■ PROBLEM SET
A. Which parts in the espresso machine text's parts list are specified as stainless steel 303? List them.
B. Convert the lines of the records into a Markdown table with the columns Row and Line, numbering each line and skipping blank ones. Omit the pictures from the table.

The espresso machine was first patented in 1884 by Angelo Moriondo but, at the time, the main incentive for such an invention was simply to speed up the coffee brewing process. It wasn’t until the mid 1900s that the espresso became what we know of as espresso today.

Fundamentally, the espresso is characterised by the brewing method; hot, pressurised water pushed through finely ground coffee causes the soluble material within the ground coffee to dissolve in the water, forming the coffee that we drink. In principle, the process is simple. In practice, there are several variables that we need to simultaneously control: the main ones being water temperature, water pressure, water flow rate, brew time, type of bean, roast of bean, grind size and grind quantity. These variables can be characterised into two groups: relating to the water and relating to the coffee. The grinder is typically used to control the variables relating to the coffee, whereas the espresso machine itself controls the variables relating to the water.

In this instructable, I will take you through the design and manufacturing steps required to make a simple lever espresso machine to control the water flow rate and pressure through ground coffee and ultimately make delicious espressos.


  • Handle (19 mm OD, 16 mm ID stainless steel tube)
  • Con rod (16 mm diameter stainless steel 303)
  • Con rod bushings (10 mm OD brass or bronze)
  • Lever joint (3/4 inch or 20 mm square brass bar)
  • Lever pins (8 mm diameter stainless steel 303)
  • Pivot block (2 inch or 50 mm brass bar, or can be fabricated from two pieces)
  • Piston (1 ¾ inch or 45 mm brass bar)
  • Gudgeon pin (14 mm diameter stainless steel 303. Can be machined from 16, as used for the con rod)
  • Gudgeon pin washer (14 mm diameter stainless steel 303. Can be machined from 16, as used for the con rod)
  • Cylinder (2 ¾ inch or 70 mm diameter aluminium or brass bar)
  • Cylinder liner (2 3/8 inch or 60 mm acetal (Delrin) bar)
  • Valve piston (1 inch or 25 mm brass bar)
  • Stand & base (approximately 30 mm thick hardwood such as mahogany or oak)
  • Piston O-rings (42 mm OD by 3 mm thick)
  • Valve O-ring (18 mm OD by 2.5 mm thick)
  • Gudgeon pin circlip (stainless steel for 8 mm shaft)

  • Tamper (step 18)

■ MATERIAL PROVIDED
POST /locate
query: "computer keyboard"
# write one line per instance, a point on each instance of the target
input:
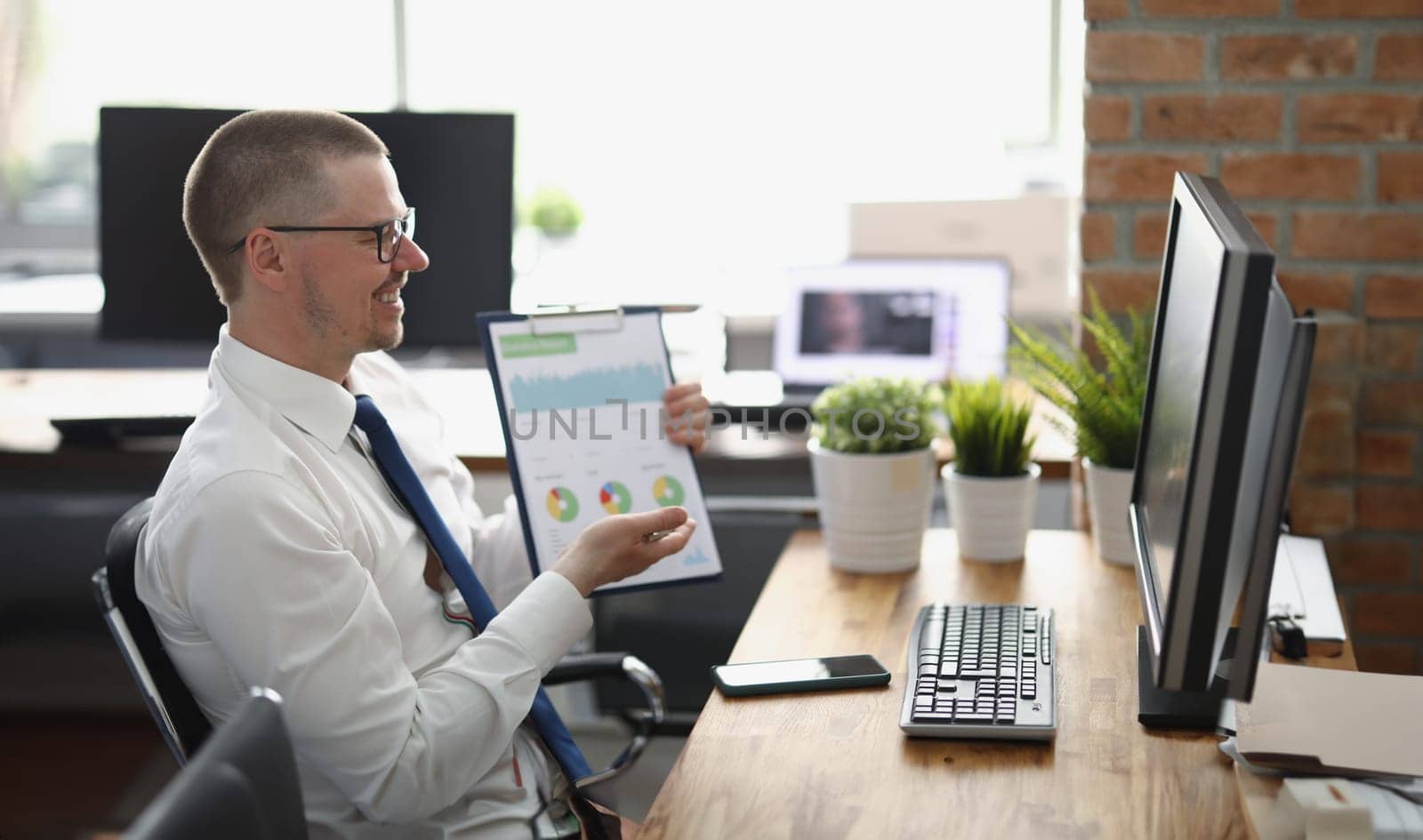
(981, 671)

■ FINAL RESULTS
A.
- Con rod
- Lever pins
- Gudgeon pin
- Gudgeon pin washer

B.
| Row | Line |
|---|---|
| 1 | POST /locate |
| 2 | query: "computer keyboard" |
| 3 | # write one line per instance, a point on each instance of the target |
| 4 | input: |
| 5 | (981, 671) |